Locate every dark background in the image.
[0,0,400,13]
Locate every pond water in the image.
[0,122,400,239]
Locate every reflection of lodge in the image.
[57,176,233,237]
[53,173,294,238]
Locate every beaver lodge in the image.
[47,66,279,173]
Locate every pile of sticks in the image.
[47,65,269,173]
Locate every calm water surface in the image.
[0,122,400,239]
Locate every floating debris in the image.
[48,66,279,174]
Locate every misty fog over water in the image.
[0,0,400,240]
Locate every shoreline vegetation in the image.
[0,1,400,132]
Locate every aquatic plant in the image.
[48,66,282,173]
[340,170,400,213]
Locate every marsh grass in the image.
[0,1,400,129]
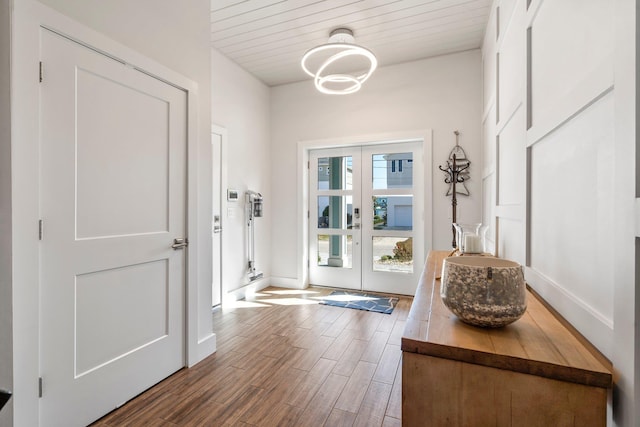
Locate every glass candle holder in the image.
[453,223,484,254]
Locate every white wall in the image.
[211,49,272,293]
[482,0,637,425]
[271,50,482,285]
[0,0,13,426]
[8,0,215,425]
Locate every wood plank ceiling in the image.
[211,0,491,86]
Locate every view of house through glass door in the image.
[309,141,424,295]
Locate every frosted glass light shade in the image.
[300,29,378,95]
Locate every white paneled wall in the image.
[483,0,614,357]
[482,0,639,425]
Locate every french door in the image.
[309,141,424,295]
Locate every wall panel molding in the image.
[525,267,613,357]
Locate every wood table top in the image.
[402,251,612,388]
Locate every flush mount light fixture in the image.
[300,28,378,95]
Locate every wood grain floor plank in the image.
[373,344,402,384]
[360,330,391,363]
[333,340,369,377]
[324,408,356,427]
[335,361,376,413]
[298,374,349,426]
[386,357,402,419]
[353,381,393,427]
[93,288,411,427]
[382,416,402,427]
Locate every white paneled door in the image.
[309,141,425,295]
[40,30,187,426]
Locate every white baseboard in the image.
[270,276,307,289]
[228,277,271,304]
[189,333,217,367]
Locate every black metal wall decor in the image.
[438,130,471,248]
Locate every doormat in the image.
[320,291,398,314]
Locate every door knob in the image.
[171,238,189,251]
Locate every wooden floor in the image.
[94,288,411,427]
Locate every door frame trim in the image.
[211,124,229,310]
[11,0,208,425]
[297,129,433,289]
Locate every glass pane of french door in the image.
[309,141,424,295]
[361,141,424,295]
[309,148,361,289]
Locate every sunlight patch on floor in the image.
[264,289,320,295]
[222,300,270,308]
[257,298,319,305]
[318,295,378,302]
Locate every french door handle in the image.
[171,238,189,251]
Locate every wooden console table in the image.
[402,251,612,427]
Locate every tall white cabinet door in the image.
[40,29,187,426]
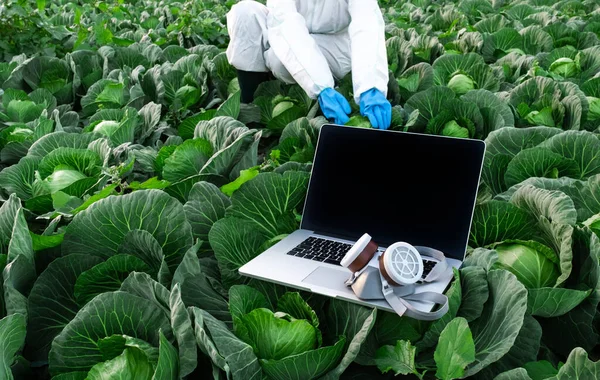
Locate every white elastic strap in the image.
[415,246,448,282]
[380,274,448,321]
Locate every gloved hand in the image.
[359,88,392,129]
[319,87,352,125]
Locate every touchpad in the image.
[302,267,352,292]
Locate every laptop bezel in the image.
[300,123,487,260]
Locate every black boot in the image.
[237,70,272,104]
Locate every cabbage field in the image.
[0,0,600,380]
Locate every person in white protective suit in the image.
[227,0,392,129]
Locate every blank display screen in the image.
[302,125,485,259]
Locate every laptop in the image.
[239,124,485,312]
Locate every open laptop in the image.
[239,124,485,312]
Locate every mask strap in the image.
[379,273,448,321]
[415,246,448,282]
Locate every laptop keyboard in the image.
[287,236,352,265]
[287,236,436,278]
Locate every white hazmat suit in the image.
[227,0,388,104]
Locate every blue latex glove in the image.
[319,87,352,125]
[359,88,392,129]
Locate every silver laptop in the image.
[239,124,485,312]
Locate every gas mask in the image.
[341,234,450,321]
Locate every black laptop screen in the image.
[302,125,485,259]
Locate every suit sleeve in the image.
[348,0,389,104]
[267,0,334,99]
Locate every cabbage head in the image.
[494,241,560,289]
[525,107,556,127]
[94,120,119,137]
[550,57,580,78]
[587,96,600,121]
[442,120,469,138]
[345,115,371,128]
[448,74,475,95]
[271,101,294,118]
[237,308,318,360]
[45,165,87,194]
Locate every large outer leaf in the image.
[460,90,515,127]
[560,174,600,222]
[183,182,231,249]
[227,171,309,238]
[416,269,462,351]
[434,317,475,379]
[323,300,377,380]
[194,116,249,152]
[494,177,582,202]
[485,127,563,158]
[38,147,102,178]
[504,147,581,187]
[456,267,490,322]
[201,129,261,181]
[240,308,317,360]
[469,200,535,247]
[527,288,591,318]
[163,139,213,182]
[540,131,600,179]
[477,315,542,379]
[195,309,263,380]
[86,347,153,380]
[117,230,164,277]
[0,157,40,201]
[208,217,269,287]
[28,132,102,157]
[0,194,36,316]
[169,284,198,377]
[74,255,150,306]
[152,331,179,380]
[229,285,270,318]
[494,368,532,380]
[260,337,346,380]
[548,347,600,380]
[27,254,102,361]
[405,86,455,130]
[181,273,231,325]
[375,340,418,375]
[62,190,192,269]
[465,270,527,376]
[0,314,26,380]
[510,185,577,225]
[540,229,600,356]
[356,312,429,366]
[49,291,173,375]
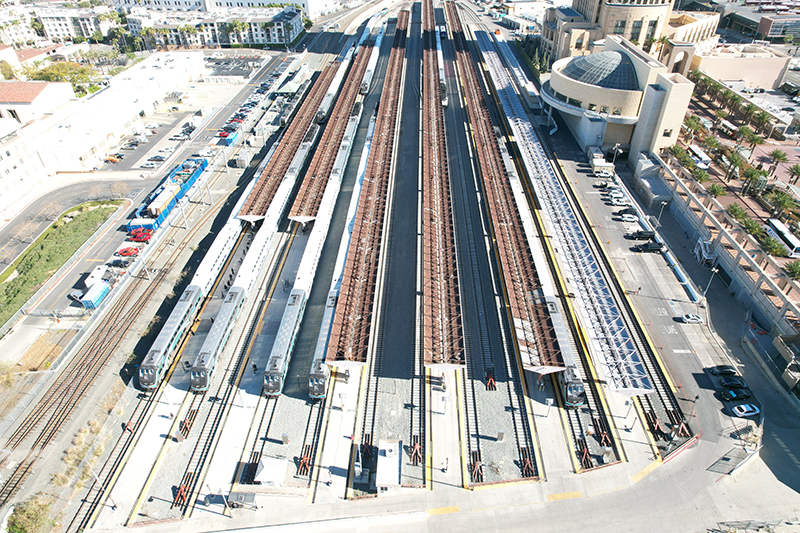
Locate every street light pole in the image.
[658,202,667,227]
[700,268,719,303]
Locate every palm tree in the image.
[703,133,722,154]
[784,261,800,281]
[728,204,747,220]
[736,126,753,144]
[788,163,800,184]
[761,235,786,257]
[742,104,758,122]
[742,218,764,238]
[683,115,703,144]
[767,191,797,218]
[741,167,763,195]
[708,183,727,198]
[725,152,745,181]
[728,93,744,113]
[755,111,772,132]
[692,167,711,183]
[714,108,735,128]
[767,148,789,176]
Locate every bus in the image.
[764,218,800,259]
[689,144,711,170]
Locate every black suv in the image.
[633,242,664,252]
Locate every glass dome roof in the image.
[561,51,639,91]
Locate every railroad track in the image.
[0,153,238,508]
[239,397,280,484]
[528,92,692,454]
[446,2,536,483]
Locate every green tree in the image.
[742,218,764,239]
[784,261,800,281]
[707,183,726,198]
[703,133,722,154]
[725,152,745,181]
[683,115,703,144]
[767,191,797,218]
[741,167,764,195]
[767,148,789,176]
[760,235,787,257]
[742,104,758,123]
[736,126,753,144]
[0,60,15,80]
[692,167,711,183]
[789,163,800,183]
[728,203,748,221]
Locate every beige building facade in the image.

■ ■ ■ ■

AIM -> Reproduce all of the data above line for line, without any alteration, but omit the pictures.

EXPECTED ANSWER ->
Locate every dark background in the image.
[0,0,400,13]
Locate every pond water in the image.
[0,122,400,239]
Locate every reflection of lodge in the image.
[57,176,233,237]
[53,173,294,238]
Locate every beaver lodge in the image.
[47,66,279,173]
Locate every pile of sticks in the image.
[47,65,269,173]
Locate every calm water surface in the image.
[0,122,400,239]
Locate every floating debris in the image.
[48,66,279,174]
Locate every misty fog over water in the image.
[0,0,400,240]
Locate every shoreline vegetation in the image.
[0,1,400,132]
Locate every aquatic plant in the image.
[48,66,282,173]
[340,170,400,213]
Locate every marsh grass in the image.
[0,1,400,129]
Locate every glass candle holder in the image.
[453,223,484,254]
Locate every white wall in the image.
[211,49,272,293]
[482,0,637,425]
[271,50,482,285]
[0,0,13,426]
[8,0,215,425]
Locate every wood plank ceiling in the image.
[211,0,491,86]
Locate every view of house through glass door in the image.
[309,141,424,295]
Locate every frosted glass light shade in the image.
[300,29,378,95]
Locate every white paneled wall in the image.
[483,0,614,357]
[482,0,639,425]
Locate every french door in the image.
[309,141,424,295]
Locate every wall panel molding in the image.
[525,267,613,357]
Locate every wood table top in the image.
[402,251,612,388]
Locate every flush mount light fixture in the image.
[300,28,378,95]
Locate every wood grain floor plank in the image.
[373,344,402,384]
[360,330,391,363]
[333,340,369,377]
[324,408,356,427]
[335,361,376,413]
[298,374,349,426]
[386,357,402,419]
[353,381,393,427]
[93,288,411,427]
[382,416,402,427]
Locate every white paneled door in the image.
[309,141,425,295]
[40,30,187,426]
Locate every white baseboard in the image.
[270,276,307,289]
[228,277,271,304]
[189,333,217,367]
Locate every black metal wall decor in the image.
[438,130,471,248]
Locate every doormat in the image.
[320,291,398,314]
Locate every door knob in the image.
[171,238,189,251]
Locate every wooden floor in the image.
[94,288,411,427]
Locate every door frame trim in the image.
[211,124,229,310]
[11,0,208,425]
[297,129,433,289]
Locate every glass pane of french door in the image.
[309,141,424,295]
[361,141,424,295]
[309,148,361,289]
Locate every sunlight patch on floor in the image.
[264,289,320,295]
[222,300,270,308]
[257,298,319,305]
[318,295,378,302]
Locate every french door handle in the image.
[171,238,189,251]
Locate every wooden console table in the image.
[402,251,612,427]
Locate every tall white cabinet door in the image.
[40,29,187,426]
Locate every white elastic strap in the image.
[415,246,448,282]
[380,274,448,321]
Locate every gloved hand in the image.
[359,88,392,129]
[319,87,352,125]
Locate every touchpad in the image.
[302,267,352,292]
Locate every laptop bezel in the image.
[300,123,487,260]
Locate every black boot in the image.
[237,70,272,104]
Locate every cabbage field in the image.
[0,0,600,380]
Locate every person in white protective suit in the image.
[227,0,392,129]
Locate every blank display screen in the image.
[302,125,485,259]
Locate every laptop in the image.
[239,124,485,312]
Locate every open laptop in the image.
[239,124,485,312]
Locate every mask strap in the image.
[379,273,448,321]
[415,246,448,282]
Locate every laptop keyboard in the image.
[287,236,352,265]
[287,236,436,278]
Locate every white hazmat suit in the image.
[227,0,388,104]
Locate every blue latex glove in the image.
[319,87,352,125]
[359,88,392,129]
Locate every silver laptop in the image.
[239,124,485,312]
Locate every gas mask in the image.
[341,234,450,321]
Locate every black laptop screen in the image.
[302,125,485,259]
Locate every suit sleeve in the image.
[348,0,389,104]
[267,0,334,99]
Locate every cabbage head in the image.
[494,241,560,289]
[525,107,556,127]
[94,120,119,137]
[550,57,580,78]
[587,96,600,121]
[442,120,469,138]
[345,115,371,128]
[448,74,475,95]
[271,101,294,118]
[237,308,318,360]
[45,165,87,194]
Locate every large outer leaf in the image.
[460,90,515,127]
[560,174,600,222]
[183,182,231,249]
[227,171,309,238]
[416,269,462,351]
[434,317,475,379]
[323,300,377,380]
[194,116,249,152]
[494,177,582,202]
[485,127,563,158]
[38,147,102,178]
[504,147,581,187]
[456,267,490,322]
[201,129,261,181]
[240,308,317,360]
[469,200,535,247]
[527,288,591,318]
[163,139,213,182]
[540,131,600,179]
[477,315,542,379]
[195,309,263,380]
[86,347,153,380]
[117,230,164,277]
[0,157,40,201]
[208,217,269,287]
[28,132,102,157]
[0,194,36,316]
[169,284,198,377]
[74,255,150,306]
[152,331,179,380]
[229,285,270,318]
[494,368,532,380]
[260,337,346,380]
[548,347,600,380]
[27,254,102,361]
[405,86,455,130]
[181,273,231,325]
[375,340,418,375]
[62,190,192,269]
[465,270,527,376]
[0,314,26,380]
[510,185,577,225]
[540,229,600,356]
[356,312,429,366]
[49,291,173,375]
Locate every street light pole in the image.
[658,202,667,227]
[700,268,719,303]
Locate every palm tree in the image.
[703,133,722,154]
[784,261,800,281]
[728,204,747,220]
[736,126,753,144]
[788,163,800,184]
[761,235,786,257]
[742,104,758,122]
[742,218,764,238]
[683,115,703,144]
[767,191,797,218]
[741,167,763,195]
[708,183,727,198]
[725,152,745,181]
[728,93,744,113]
[755,111,772,132]
[692,167,711,183]
[714,108,735,128]
[767,148,789,176]
Locate every bus in the image.
[764,218,800,259]
[689,144,711,170]
Locate every black suv in the image.
[633,242,664,252]
Locate every glass dome roof in the image.
[561,51,639,91]
Locate every railroad track in the image.
[0,153,238,508]
[239,397,280,484]
[528,92,692,454]
[446,2,536,483]
Locate every green tree in the image.
[742,218,764,239]
[784,261,800,281]
[707,183,726,198]
[703,133,722,154]
[725,152,745,181]
[683,115,703,144]
[767,191,797,218]
[741,167,764,195]
[767,148,789,176]
[760,235,787,257]
[742,104,758,123]
[736,126,753,144]
[0,60,15,80]
[692,167,711,183]
[789,163,800,183]
[728,203,748,221]
Locate every beige building facade in the image.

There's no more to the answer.